-- begin --
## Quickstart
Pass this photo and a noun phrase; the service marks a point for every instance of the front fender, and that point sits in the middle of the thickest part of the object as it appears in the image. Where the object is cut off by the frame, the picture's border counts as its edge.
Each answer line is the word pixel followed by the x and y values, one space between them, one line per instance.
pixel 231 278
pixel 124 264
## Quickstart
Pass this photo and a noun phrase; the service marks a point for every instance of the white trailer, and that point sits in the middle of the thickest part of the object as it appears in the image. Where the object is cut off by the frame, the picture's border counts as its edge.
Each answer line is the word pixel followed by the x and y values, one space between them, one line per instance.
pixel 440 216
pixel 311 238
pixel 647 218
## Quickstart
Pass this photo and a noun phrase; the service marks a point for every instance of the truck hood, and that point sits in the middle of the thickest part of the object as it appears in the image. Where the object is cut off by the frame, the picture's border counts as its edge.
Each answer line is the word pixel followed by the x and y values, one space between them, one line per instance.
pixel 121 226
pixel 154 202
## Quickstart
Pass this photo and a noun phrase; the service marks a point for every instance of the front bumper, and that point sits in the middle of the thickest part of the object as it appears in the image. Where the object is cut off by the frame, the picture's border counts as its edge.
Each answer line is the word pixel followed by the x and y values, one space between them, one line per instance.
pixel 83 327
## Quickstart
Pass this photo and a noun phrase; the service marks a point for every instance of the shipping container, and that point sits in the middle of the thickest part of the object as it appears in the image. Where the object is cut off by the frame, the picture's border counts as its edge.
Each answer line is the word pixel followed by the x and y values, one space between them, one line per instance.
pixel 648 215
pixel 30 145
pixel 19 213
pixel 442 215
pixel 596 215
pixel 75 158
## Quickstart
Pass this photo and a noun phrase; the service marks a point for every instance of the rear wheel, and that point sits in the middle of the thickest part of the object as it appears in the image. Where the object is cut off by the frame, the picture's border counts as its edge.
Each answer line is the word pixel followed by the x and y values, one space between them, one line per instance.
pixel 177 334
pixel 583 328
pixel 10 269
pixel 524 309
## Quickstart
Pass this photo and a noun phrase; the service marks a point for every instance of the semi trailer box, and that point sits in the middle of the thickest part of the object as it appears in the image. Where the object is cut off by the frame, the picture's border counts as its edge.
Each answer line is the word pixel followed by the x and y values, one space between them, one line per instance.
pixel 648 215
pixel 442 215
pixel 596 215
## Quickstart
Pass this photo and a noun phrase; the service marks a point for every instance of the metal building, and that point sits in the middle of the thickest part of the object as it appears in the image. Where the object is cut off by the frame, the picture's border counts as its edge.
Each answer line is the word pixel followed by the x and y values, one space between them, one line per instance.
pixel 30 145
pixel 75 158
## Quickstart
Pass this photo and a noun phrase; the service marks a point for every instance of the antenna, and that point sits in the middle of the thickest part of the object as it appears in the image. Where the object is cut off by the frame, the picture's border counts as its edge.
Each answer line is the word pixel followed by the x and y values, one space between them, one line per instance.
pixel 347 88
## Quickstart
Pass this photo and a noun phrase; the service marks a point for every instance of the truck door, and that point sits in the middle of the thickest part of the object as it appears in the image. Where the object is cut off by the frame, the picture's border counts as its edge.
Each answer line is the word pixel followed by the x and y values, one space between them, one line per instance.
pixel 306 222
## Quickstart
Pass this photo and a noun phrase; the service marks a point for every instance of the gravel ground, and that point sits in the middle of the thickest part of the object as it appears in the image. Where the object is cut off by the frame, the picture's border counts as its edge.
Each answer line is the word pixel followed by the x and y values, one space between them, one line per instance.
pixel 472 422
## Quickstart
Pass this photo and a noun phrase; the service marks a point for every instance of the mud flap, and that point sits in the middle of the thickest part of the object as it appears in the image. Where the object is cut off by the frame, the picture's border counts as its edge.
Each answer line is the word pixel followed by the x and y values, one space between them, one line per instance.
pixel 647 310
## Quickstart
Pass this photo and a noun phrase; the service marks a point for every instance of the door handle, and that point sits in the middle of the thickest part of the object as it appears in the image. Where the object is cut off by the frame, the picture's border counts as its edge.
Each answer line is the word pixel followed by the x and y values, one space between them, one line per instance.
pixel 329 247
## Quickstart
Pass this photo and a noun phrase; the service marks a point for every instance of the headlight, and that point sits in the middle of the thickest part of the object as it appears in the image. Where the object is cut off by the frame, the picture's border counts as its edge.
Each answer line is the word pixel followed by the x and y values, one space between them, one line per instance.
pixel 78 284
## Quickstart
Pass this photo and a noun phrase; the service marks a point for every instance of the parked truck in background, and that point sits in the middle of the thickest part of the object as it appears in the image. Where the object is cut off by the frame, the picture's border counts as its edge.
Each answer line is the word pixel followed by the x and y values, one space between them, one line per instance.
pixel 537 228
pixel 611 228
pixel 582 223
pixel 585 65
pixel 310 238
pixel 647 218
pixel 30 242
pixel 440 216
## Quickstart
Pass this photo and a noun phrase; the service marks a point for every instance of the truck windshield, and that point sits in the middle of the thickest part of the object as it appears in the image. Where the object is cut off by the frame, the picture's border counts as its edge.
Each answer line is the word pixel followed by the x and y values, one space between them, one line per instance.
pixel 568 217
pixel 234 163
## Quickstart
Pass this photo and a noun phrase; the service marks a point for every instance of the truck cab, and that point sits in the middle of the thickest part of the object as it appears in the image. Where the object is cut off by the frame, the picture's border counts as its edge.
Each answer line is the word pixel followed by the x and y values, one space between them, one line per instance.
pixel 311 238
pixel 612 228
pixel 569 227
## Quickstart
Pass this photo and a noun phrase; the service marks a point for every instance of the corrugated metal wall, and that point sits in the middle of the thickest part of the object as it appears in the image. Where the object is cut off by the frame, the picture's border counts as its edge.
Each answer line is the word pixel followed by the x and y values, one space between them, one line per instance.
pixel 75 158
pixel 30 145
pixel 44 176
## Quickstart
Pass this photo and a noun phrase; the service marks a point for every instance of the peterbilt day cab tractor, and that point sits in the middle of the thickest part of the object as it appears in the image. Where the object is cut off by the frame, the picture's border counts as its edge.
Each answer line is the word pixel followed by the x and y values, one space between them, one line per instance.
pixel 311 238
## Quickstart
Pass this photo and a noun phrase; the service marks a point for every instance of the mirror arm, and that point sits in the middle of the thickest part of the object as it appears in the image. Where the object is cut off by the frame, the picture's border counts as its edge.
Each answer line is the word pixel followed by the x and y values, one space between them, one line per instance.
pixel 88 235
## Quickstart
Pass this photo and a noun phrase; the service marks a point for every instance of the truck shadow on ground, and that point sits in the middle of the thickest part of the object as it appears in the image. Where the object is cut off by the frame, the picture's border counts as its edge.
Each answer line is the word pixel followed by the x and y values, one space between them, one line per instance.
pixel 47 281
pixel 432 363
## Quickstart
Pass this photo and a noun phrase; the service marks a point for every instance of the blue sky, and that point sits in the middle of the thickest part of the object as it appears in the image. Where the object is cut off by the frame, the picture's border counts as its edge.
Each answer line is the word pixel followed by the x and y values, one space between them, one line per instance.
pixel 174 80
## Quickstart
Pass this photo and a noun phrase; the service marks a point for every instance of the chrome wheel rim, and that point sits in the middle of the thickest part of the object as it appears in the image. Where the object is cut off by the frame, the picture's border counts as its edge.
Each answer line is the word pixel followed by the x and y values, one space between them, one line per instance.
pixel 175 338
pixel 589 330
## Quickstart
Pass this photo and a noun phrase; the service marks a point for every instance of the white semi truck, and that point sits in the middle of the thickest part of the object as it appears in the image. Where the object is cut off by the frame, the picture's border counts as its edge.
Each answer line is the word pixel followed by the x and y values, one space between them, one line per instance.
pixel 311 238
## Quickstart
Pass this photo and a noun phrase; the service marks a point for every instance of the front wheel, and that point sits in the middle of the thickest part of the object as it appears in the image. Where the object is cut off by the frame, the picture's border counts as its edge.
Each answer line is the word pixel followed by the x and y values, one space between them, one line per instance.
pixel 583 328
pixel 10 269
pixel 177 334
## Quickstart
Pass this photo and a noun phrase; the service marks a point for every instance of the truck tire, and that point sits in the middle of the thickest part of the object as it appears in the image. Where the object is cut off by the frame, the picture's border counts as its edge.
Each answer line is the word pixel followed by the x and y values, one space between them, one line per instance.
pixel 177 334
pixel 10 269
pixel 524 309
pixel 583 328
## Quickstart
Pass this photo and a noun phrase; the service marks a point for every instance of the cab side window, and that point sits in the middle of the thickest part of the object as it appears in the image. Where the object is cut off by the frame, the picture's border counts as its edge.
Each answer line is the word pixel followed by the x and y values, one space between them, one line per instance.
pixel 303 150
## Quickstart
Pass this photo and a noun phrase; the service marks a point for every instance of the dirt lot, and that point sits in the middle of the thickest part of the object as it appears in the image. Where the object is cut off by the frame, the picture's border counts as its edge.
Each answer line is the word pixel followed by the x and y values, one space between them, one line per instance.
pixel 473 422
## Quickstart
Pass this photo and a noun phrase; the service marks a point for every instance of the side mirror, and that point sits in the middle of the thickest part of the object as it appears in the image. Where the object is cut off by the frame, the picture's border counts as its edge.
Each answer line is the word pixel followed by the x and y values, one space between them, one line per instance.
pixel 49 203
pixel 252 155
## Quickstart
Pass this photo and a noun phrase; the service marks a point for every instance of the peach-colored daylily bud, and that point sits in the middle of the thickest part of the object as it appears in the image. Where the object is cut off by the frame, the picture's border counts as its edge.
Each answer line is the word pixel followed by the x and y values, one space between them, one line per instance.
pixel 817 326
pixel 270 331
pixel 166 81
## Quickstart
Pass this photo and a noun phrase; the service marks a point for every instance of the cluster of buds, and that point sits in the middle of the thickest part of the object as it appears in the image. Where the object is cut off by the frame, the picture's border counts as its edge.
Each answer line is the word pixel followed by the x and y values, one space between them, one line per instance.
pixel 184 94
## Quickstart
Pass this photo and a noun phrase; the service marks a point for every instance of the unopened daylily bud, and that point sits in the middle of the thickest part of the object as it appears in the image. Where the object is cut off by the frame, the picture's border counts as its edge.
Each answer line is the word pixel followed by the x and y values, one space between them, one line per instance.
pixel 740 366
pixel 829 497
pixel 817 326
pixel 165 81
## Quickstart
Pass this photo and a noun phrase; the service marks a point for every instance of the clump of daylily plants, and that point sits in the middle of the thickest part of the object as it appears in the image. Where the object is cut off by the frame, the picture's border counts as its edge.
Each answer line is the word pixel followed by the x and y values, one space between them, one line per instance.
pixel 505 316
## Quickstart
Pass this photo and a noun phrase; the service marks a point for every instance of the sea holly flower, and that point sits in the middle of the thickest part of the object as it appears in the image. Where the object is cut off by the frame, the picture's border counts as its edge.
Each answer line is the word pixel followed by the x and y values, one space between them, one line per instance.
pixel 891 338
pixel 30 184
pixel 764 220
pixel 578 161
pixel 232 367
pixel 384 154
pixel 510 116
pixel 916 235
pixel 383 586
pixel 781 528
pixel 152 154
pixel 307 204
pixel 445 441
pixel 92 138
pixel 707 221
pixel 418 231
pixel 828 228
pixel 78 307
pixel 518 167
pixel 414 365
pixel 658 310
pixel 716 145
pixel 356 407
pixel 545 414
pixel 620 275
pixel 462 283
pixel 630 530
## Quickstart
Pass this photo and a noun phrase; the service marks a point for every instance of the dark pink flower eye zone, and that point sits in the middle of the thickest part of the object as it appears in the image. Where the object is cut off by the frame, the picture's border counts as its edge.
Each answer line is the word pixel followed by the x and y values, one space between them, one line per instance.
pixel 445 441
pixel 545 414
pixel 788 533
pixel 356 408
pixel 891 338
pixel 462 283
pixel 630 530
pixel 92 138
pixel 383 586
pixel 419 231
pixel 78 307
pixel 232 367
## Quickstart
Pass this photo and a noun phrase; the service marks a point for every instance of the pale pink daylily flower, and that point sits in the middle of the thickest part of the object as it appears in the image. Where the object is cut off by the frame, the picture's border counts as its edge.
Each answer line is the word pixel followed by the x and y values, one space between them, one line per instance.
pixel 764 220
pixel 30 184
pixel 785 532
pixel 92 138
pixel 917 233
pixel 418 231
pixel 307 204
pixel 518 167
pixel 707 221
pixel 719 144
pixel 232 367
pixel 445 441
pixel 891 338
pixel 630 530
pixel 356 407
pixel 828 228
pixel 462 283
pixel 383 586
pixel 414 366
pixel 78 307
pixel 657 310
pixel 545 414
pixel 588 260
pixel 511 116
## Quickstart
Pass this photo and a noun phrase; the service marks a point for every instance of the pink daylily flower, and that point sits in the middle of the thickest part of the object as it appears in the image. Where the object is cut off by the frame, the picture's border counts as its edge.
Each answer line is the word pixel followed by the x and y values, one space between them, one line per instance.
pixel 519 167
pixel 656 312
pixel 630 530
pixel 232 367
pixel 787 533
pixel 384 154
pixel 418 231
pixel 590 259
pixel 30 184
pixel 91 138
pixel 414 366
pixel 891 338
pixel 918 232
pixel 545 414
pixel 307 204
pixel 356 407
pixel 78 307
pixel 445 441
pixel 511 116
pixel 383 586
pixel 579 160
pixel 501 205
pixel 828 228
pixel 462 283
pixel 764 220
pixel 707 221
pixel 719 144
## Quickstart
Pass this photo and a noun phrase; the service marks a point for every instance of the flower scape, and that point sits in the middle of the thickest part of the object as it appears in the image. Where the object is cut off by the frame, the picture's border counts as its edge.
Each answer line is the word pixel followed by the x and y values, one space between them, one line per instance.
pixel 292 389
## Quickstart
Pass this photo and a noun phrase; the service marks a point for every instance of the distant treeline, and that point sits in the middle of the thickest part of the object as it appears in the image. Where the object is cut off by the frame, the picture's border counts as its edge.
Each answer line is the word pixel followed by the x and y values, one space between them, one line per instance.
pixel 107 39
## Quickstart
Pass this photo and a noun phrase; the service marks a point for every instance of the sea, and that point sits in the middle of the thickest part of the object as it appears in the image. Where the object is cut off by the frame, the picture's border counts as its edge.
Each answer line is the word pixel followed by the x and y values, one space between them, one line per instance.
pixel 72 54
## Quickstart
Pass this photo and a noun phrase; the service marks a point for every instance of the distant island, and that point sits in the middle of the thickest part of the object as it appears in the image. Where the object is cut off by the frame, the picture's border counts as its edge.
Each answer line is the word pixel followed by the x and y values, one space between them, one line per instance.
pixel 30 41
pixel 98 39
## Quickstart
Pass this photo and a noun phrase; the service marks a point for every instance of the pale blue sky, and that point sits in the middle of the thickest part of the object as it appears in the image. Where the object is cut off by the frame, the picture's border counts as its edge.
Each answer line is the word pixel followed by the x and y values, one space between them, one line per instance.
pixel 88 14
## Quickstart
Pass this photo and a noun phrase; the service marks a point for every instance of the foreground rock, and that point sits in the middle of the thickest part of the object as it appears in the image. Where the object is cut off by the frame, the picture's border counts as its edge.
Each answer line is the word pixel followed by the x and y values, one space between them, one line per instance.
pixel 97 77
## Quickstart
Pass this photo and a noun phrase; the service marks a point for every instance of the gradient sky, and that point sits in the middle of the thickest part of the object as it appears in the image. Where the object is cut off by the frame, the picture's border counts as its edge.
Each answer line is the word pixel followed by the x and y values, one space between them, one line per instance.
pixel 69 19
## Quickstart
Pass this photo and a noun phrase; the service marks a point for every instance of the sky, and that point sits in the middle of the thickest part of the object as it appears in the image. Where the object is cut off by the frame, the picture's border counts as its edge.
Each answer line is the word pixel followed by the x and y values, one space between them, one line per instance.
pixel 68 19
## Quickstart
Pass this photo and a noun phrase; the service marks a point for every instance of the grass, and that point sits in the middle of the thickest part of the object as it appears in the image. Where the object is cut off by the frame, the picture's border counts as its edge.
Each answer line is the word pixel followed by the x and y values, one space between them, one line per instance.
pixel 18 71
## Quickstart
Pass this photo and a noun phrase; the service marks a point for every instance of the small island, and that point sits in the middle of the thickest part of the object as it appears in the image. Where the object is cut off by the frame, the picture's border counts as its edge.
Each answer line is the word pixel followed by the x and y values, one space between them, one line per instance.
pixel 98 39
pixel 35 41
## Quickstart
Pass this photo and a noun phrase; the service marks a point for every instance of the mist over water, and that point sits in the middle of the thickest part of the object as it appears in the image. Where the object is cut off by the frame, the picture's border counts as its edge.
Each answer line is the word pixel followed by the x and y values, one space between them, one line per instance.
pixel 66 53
-- end --
# Exercise description
How many lines in the rows above contain the word "rock"? Reply with the number only.

# Solution to this task
1